Exercise objective - Quote the records below in full, exactly as given, with the images taken out.
-------- Supplied entries --------
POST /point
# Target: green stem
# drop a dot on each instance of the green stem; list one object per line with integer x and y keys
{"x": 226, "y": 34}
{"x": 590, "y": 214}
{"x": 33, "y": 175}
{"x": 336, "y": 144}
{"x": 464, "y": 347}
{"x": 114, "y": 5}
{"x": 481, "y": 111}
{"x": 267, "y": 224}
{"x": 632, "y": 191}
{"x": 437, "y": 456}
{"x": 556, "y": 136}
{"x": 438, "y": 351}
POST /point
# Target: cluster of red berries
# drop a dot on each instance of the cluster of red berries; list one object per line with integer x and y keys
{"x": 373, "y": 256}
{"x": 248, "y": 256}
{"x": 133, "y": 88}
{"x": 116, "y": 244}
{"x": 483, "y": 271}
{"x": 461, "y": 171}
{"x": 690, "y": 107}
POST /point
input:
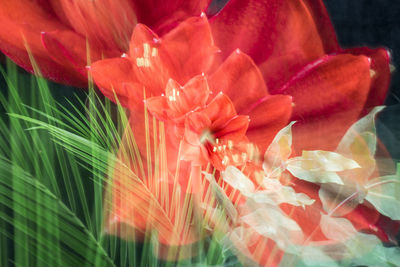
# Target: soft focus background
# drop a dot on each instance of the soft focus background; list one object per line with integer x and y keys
{"x": 374, "y": 23}
{"x": 370, "y": 23}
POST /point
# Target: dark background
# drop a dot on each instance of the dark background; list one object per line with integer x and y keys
{"x": 374, "y": 23}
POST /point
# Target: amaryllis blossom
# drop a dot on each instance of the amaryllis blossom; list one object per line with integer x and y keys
{"x": 294, "y": 45}
{"x": 292, "y": 42}
{"x": 64, "y": 36}
{"x": 175, "y": 76}
{"x": 211, "y": 131}
{"x": 183, "y": 53}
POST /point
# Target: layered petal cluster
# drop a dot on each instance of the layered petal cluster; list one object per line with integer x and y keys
{"x": 175, "y": 80}
{"x": 294, "y": 45}
{"x": 64, "y": 36}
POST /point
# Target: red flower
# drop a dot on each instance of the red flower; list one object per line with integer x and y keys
{"x": 294, "y": 45}
{"x": 194, "y": 122}
{"x": 212, "y": 131}
{"x": 183, "y": 53}
{"x": 58, "y": 33}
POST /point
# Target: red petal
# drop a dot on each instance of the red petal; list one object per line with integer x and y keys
{"x": 164, "y": 15}
{"x": 196, "y": 92}
{"x": 240, "y": 79}
{"x": 191, "y": 48}
{"x": 268, "y": 117}
{"x": 329, "y": 95}
{"x": 234, "y": 130}
{"x": 192, "y": 96}
{"x": 280, "y": 36}
{"x": 380, "y": 60}
{"x": 22, "y": 22}
{"x": 106, "y": 24}
{"x": 158, "y": 107}
{"x": 151, "y": 65}
{"x": 111, "y": 75}
{"x": 220, "y": 110}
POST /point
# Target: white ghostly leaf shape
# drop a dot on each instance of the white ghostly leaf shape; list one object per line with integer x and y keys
{"x": 235, "y": 178}
{"x": 221, "y": 197}
{"x": 284, "y": 194}
{"x": 271, "y": 222}
{"x": 278, "y": 152}
{"x": 320, "y": 166}
{"x": 338, "y": 229}
{"x": 384, "y": 194}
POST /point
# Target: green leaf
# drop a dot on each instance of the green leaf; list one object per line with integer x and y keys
{"x": 40, "y": 214}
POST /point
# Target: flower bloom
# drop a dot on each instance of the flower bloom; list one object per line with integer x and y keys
{"x": 295, "y": 47}
{"x": 59, "y": 33}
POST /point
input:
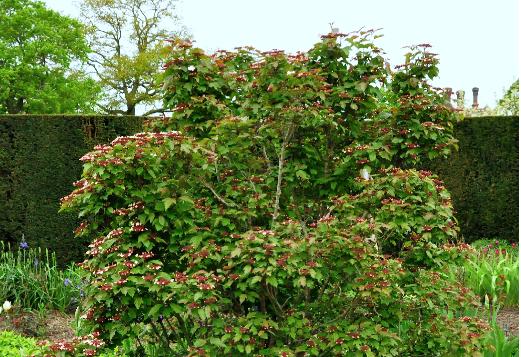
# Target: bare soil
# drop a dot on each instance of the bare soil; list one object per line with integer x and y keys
{"x": 53, "y": 326}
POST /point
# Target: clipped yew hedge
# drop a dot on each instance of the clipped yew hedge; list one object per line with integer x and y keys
{"x": 483, "y": 177}
{"x": 38, "y": 164}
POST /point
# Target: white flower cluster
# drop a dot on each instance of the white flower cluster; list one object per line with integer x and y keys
{"x": 6, "y": 306}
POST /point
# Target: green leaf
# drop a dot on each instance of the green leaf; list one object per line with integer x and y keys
{"x": 168, "y": 202}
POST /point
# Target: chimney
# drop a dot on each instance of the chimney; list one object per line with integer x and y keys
{"x": 460, "y": 99}
{"x": 448, "y": 93}
{"x": 475, "y": 91}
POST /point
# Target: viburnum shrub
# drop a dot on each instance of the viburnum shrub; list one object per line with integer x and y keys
{"x": 277, "y": 212}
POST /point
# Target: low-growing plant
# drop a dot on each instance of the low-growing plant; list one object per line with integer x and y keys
{"x": 492, "y": 271}
{"x": 275, "y": 213}
{"x": 14, "y": 345}
{"x": 30, "y": 278}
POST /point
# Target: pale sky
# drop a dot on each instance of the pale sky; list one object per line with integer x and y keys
{"x": 477, "y": 40}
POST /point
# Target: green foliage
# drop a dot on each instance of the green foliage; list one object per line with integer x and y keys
{"x": 280, "y": 219}
{"x": 31, "y": 279}
{"x": 483, "y": 177}
{"x": 14, "y": 345}
{"x": 509, "y": 104}
{"x": 492, "y": 271}
{"x": 38, "y": 161}
{"x": 127, "y": 37}
{"x": 38, "y": 47}
{"x": 503, "y": 346}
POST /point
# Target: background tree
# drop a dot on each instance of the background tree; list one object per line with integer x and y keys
{"x": 38, "y": 52}
{"x": 127, "y": 38}
{"x": 509, "y": 104}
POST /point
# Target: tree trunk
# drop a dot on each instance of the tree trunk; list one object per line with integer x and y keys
{"x": 131, "y": 109}
{"x": 14, "y": 106}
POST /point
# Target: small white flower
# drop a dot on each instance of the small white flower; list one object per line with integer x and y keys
{"x": 7, "y": 306}
{"x": 365, "y": 174}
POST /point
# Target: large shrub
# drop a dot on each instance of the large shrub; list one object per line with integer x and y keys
{"x": 274, "y": 213}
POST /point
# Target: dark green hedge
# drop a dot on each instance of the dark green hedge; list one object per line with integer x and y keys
{"x": 38, "y": 164}
{"x": 483, "y": 177}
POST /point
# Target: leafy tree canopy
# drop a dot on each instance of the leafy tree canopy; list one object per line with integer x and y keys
{"x": 39, "y": 49}
{"x": 127, "y": 37}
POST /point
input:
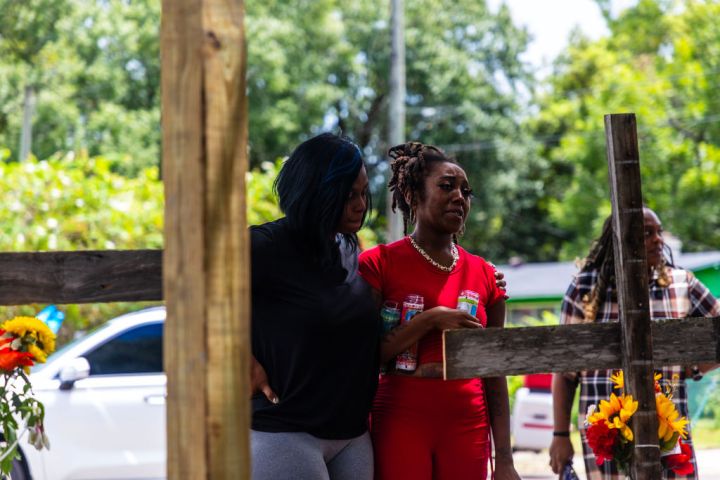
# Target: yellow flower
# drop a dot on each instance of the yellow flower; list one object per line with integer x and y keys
{"x": 668, "y": 421}
{"x": 616, "y": 413}
{"x": 34, "y": 334}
--------
Completed task -
POST /point
# Target: green stem
# drop a dot on each instance of the green stem; list one object per line with integer x and y keys
{"x": 226, "y": 34}
{"x": 590, "y": 214}
{"x": 33, "y": 175}
{"x": 336, "y": 144}
{"x": 464, "y": 347}
{"x": 114, "y": 5}
{"x": 481, "y": 111}
{"x": 267, "y": 224}
{"x": 632, "y": 191}
{"x": 437, "y": 456}
{"x": 556, "y": 136}
{"x": 438, "y": 351}
POST /point
# Target: cluster of red berries
# drop a dot on each instance of the cluster of red berries; list one object per line with integer x and y keys
{"x": 373, "y": 256}
{"x": 248, "y": 256}
{"x": 133, "y": 88}
{"x": 116, "y": 244}
{"x": 483, "y": 271}
{"x": 461, "y": 171}
{"x": 690, "y": 107}
POST /point
input:
# Target: soft focus background
# drop a dot on each instance of the soft focus background; list one object per line with integer x and y keys
{"x": 374, "y": 23}
{"x": 370, "y": 23}
POST /point
# Target: dark background
# drop a dot on each instance of the dark background; list one object per line with integer x and y keys
{"x": 374, "y": 23}
POST /point
# Target: amaryllis blossom
# drop a dot on each instance of the amaryllis blossom; list one object per line with integer x and y keys
{"x": 294, "y": 45}
{"x": 292, "y": 42}
{"x": 64, "y": 36}
{"x": 175, "y": 76}
{"x": 211, "y": 131}
{"x": 183, "y": 53}
POST /point
# Target: layered petal cluster
# drop a dot on each instance of the layered petal cluster; list one object per line with integer x and y keys
{"x": 175, "y": 80}
{"x": 294, "y": 45}
{"x": 64, "y": 36}
POST /point
# Target: red flower
# drop a dot on each instance of the red flower; list one object per line with integer x and y keys
{"x": 294, "y": 45}
{"x": 194, "y": 122}
{"x": 212, "y": 131}
{"x": 183, "y": 53}
{"x": 58, "y": 33}
POST /point
# Target: red petal
# drop a dot on each instance of the red petal; list one object per line with integer x and y keys
{"x": 164, "y": 15}
{"x": 196, "y": 92}
{"x": 240, "y": 79}
{"x": 191, "y": 48}
{"x": 268, "y": 117}
{"x": 329, "y": 95}
{"x": 234, "y": 130}
{"x": 192, "y": 96}
{"x": 280, "y": 36}
{"x": 380, "y": 60}
{"x": 22, "y": 22}
{"x": 106, "y": 24}
{"x": 158, "y": 107}
{"x": 151, "y": 65}
{"x": 111, "y": 75}
{"x": 220, "y": 110}
POST /point
# Target: white ghostly leaf shape
# drop a dot on each instance of the white ghostly leaf shape; list one object per line with integer x and y keys
{"x": 235, "y": 178}
{"x": 221, "y": 197}
{"x": 284, "y": 194}
{"x": 271, "y": 222}
{"x": 278, "y": 152}
{"x": 320, "y": 166}
{"x": 338, "y": 229}
{"x": 384, "y": 194}
POST /point
# Target: green leaf
# drop a dot on each instance of the green leaf; list one object per line with integer x and y keys
{"x": 40, "y": 214}
POST /point
# Target: flower bloom
# drop a dot on each instance of the flower bloom; list one object per line with integer x and y keys
{"x": 295, "y": 47}
{"x": 59, "y": 33}
POST /point
input:
# Target: bare soil
# drop a dot on each instance of the bare soil; list one object per line with integer x and y keys
{"x": 53, "y": 326}
POST /point
# Target: clipped yew hedge
# drop a dot on each instance of the clipped yew hedge; list one object per line with integer x and y keys
{"x": 483, "y": 177}
{"x": 38, "y": 164}
POST /point
# Target: white flower cluster
# drop a dot on each instance of the white flower cluster; list one object per line with integer x and y keys
{"x": 6, "y": 306}
POST /point
# Target: green leaf
# drop a dot on each instance of the green leaf; list one object per line with integer x and y keys
{"x": 168, "y": 202}
POST /point
# Target: chimney
# drop a dot on each instance of the chimney; list one object per line with integer x and y keys
{"x": 460, "y": 99}
{"x": 448, "y": 93}
{"x": 475, "y": 91}
POST /point
# Target: viburnum shrub
# drop a dot on each instance of the viburnum shrub; list one object per line with integer x and y keys
{"x": 277, "y": 212}
POST /point
# Target: low-growing plant
# drop a dot on each instance of the low-growing plant; list one object per line with integer x and y keys
{"x": 492, "y": 271}
{"x": 275, "y": 213}
{"x": 14, "y": 345}
{"x": 30, "y": 278}
POST /point
# Target: pale sky
# drop a dot on each instance of the pale sky; list one object per line with integer x and y keys
{"x": 477, "y": 40}
POST /point
# Target: green foliage
# drop a dot on each instance of the green foliage; list one object per line with integer x and y keys
{"x": 280, "y": 219}
{"x": 31, "y": 279}
{"x": 483, "y": 177}
{"x": 14, "y": 345}
{"x": 509, "y": 104}
{"x": 492, "y": 271}
{"x": 38, "y": 161}
{"x": 127, "y": 37}
{"x": 38, "y": 47}
{"x": 503, "y": 346}
POST /point
# Target: background tree
# drop a dot on each instance of the background tree; list one object per line with integer x and y keys
{"x": 38, "y": 52}
{"x": 127, "y": 38}
{"x": 509, "y": 104}
POST /point
# Target: tree trunk
# drop a dot on each instance of the tree trunk; list one object per line with integer x and y keys
{"x": 131, "y": 109}
{"x": 14, "y": 106}
POST /point
# Target: small white flower
# drop a dot on each instance of the small white flower; list one object per line with integer x and y keys
{"x": 7, "y": 306}
{"x": 365, "y": 174}
POST /point
# Target: large shrub
# drop a dot on each instance of the large shrub; list one object per line with integer x and y keys
{"x": 274, "y": 213}
POST /point
# Target: dark green hedge
# drop a dot on each instance of the dark green hedge; list one object per line with integer x and y keys
{"x": 38, "y": 164}
{"x": 483, "y": 177}
POST /point
# Target: leafy tree canopy
# drop a dot on each instance of the leafy tree canopy; list one object per line with integer x and y keys
{"x": 39, "y": 49}
{"x": 127, "y": 37}
POST /point
input:
# Target: yellow flower
# drop a dot on each instance of the yellow flower; list one object per line with integer x and y keys
{"x": 668, "y": 421}
{"x": 616, "y": 413}
{"x": 34, "y": 334}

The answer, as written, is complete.